■ **Job**: Replace every "ceiling" in the lines below with "roof", and leave everything else as it is.

■ **Collected data entries**:
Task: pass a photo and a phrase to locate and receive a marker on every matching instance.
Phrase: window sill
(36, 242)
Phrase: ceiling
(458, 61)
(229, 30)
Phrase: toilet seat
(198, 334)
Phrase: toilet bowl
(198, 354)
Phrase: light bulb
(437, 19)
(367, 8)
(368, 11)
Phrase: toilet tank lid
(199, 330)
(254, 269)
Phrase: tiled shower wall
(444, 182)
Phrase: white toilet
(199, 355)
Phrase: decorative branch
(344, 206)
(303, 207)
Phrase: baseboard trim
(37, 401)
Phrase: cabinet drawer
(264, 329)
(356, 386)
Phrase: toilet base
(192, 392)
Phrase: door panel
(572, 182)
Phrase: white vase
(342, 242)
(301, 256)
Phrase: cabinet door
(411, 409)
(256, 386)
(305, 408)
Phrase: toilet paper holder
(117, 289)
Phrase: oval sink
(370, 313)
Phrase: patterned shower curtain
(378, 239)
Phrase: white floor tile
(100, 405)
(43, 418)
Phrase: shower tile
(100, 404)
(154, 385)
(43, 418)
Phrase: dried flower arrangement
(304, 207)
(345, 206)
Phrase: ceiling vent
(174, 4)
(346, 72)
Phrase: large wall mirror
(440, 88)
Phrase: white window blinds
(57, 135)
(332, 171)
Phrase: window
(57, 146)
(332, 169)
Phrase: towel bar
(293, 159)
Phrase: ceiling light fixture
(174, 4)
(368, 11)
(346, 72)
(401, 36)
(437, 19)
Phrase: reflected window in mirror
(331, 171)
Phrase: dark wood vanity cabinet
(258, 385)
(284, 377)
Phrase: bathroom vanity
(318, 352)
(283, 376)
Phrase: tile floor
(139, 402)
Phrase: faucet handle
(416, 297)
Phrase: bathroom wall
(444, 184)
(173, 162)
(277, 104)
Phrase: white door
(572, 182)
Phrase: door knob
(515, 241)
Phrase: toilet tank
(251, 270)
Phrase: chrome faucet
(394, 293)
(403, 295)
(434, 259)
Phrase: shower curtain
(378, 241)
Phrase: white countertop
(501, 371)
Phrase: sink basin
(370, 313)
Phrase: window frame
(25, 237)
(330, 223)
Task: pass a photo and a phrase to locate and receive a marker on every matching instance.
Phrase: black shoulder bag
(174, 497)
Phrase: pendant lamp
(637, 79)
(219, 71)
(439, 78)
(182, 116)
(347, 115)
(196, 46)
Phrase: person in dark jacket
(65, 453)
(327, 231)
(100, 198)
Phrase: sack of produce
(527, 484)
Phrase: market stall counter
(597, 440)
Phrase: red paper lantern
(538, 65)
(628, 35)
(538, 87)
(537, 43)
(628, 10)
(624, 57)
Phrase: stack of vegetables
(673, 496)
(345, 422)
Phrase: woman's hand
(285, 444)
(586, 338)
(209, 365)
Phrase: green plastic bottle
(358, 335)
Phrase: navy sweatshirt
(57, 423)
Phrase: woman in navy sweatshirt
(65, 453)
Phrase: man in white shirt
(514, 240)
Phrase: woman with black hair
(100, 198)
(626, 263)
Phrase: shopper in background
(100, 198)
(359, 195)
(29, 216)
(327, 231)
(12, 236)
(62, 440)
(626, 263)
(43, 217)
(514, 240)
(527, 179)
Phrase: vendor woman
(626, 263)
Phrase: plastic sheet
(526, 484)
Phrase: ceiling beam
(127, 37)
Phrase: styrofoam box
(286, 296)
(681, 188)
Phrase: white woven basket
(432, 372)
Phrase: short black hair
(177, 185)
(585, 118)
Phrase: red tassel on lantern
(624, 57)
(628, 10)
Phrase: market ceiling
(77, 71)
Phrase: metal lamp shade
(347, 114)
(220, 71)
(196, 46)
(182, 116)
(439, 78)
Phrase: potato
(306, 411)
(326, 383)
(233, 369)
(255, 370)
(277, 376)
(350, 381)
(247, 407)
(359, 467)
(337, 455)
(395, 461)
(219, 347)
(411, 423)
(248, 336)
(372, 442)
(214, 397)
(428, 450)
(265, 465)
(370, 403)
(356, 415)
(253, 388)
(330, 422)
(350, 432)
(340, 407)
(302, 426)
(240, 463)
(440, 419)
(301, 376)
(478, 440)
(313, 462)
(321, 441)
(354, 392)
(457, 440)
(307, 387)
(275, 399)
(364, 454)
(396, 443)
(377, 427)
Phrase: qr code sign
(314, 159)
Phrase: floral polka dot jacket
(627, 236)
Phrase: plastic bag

■ **Solution to the exercise**:
Task: pass a photo and a phrase to locate and receive a marker on every matching instance.
Phrase: window sill
(36, 242)
Phrase: roof
(458, 61)
(229, 30)
Phrase: toilet seat
(198, 334)
Phrase: toilet bowl
(198, 354)
Phrase: light bulb
(437, 19)
(367, 8)
(368, 11)
Phrase: toilet tank lid
(199, 330)
(254, 269)
Phrase: tiled shower wall
(444, 182)
Phrase: white toilet
(199, 355)
Phrase: decorative branch
(344, 206)
(303, 207)
Phrase: baseboard trim
(37, 401)
Phrase: cabinet drawer
(264, 329)
(356, 386)
Phrase: toilet base
(192, 392)
Phrase: door panel
(572, 182)
Phrase: white vase
(342, 242)
(301, 256)
Phrase: cabinet door
(411, 409)
(256, 386)
(305, 408)
Phrase: toilet paper holder
(117, 289)
Phrase: oval sink
(370, 313)
Phrase: patterned shower curtain
(378, 239)
Phrase: white floor tile
(100, 405)
(43, 418)
Phrase: shower tile
(100, 404)
(154, 385)
(43, 418)
Phrase: dried flower arrangement
(304, 207)
(345, 206)
Phrase: roof vent
(174, 4)
(346, 72)
Phrase: large wall mirror
(440, 88)
Phrase: white window blinds
(57, 135)
(332, 171)
Phrase: window
(57, 146)
(332, 169)
Phrase: towel bar
(293, 159)
Phrase: roof light fixture
(174, 4)
(368, 11)
(346, 72)
(401, 36)
(437, 19)
Phrase: reflected window in mirror
(331, 171)
Phrase: dark wood vanity cabinet
(258, 385)
(284, 377)
Phrase: bathroom vanity
(318, 352)
(283, 376)
Phrase: tile floor
(139, 402)
Phrase: faucet handle
(416, 297)
Phrase: bathroom wall
(444, 184)
(173, 162)
(277, 104)
Phrase: white door
(572, 182)
Phrase: door knob
(515, 241)
Phrase: toilet tank
(251, 270)
Phrase: chrome faucet
(394, 293)
(403, 295)
(434, 259)
Phrase: shower curtain
(378, 241)
Phrase: white countertop
(501, 371)
Phrase: sink basin
(370, 313)
Phrase: window frame
(25, 237)
(330, 223)
Task: pass a photo and a phrase to locate and receive a marker on every matching instance.
Phrase: black shoulder bag
(174, 497)
Phrase: pendant lamp
(637, 79)
(219, 71)
(439, 78)
(182, 116)
(347, 115)
(196, 46)
Phrase: person in dark jacket
(65, 453)
(327, 231)
(100, 198)
Phrase: sack of produce
(527, 484)
Phrase: market stall counter
(597, 440)
Phrase: red paper lantern
(538, 65)
(628, 35)
(538, 87)
(537, 43)
(628, 10)
(624, 57)
Phrase: stack of vegetables
(673, 496)
(345, 422)
Phrase: woman's hand
(285, 444)
(586, 338)
(209, 365)
Phrase: green plastic bottle
(358, 335)
Phrase: navy sweatshirt
(57, 423)
Phrase: woman in navy sweatshirt
(65, 453)
Phrase: man in white shirt
(514, 240)
Phrase: woman with black hair
(100, 198)
(626, 263)
Phrase: shopper in background
(100, 198)
(359, 195)
(29, 216)
(327, 231)
(12, 236)
(62, 440)
(626, 263)
(43, 217)
(514, 240)
(527, 179)
Phrase: vendor woman
(626, 263)
Phrase: plastic sheet
(526, 484)
Phrase: roof beam
(127, 37)
Phrase: styrofoam box
(286, 296)
(681, 188)
Phrase: white woven basket
(432, 372)
Phrase: short black hair
(177, 185)
(585, 118)
Phrase: red tassel on lantern
(624, 57)
(628, 10)
Phrase: market roof
(77, 71)
Phrase: metal lamp shade
(347, 114)
(220, 71)
(196, 46)
(182, 116)
(439, 78)
Phrase: potato
(306, 411)
(326, 383)
(233, 369)
(255, 370)
(277, 376)
(350, 381)
(247, 407)
(359, 467)
(337, 455)
(395, 461)
(219, 347)
(411, 423)
(248, 336)
(372, 442)
(214, 397)
(428, 450)
(265, 465)
(370, 403)
(356, 415)
(253, 388)
(330, 422)
(350, 432)
(340, 407)
(302, 426)
(240, 463)
(440, 419)
(301, 376)
(478, 440)
(313, 462)
(321, 441)
(354, 392)
(457, 440)
(307, 387)
(275, 399)
(364, 454)
(396, 443)
(377, 427)
Phrase: qr code sign
(314, 159)
Phrase: floral polka dot jacket
(627, 236)
Phrase: plastic bag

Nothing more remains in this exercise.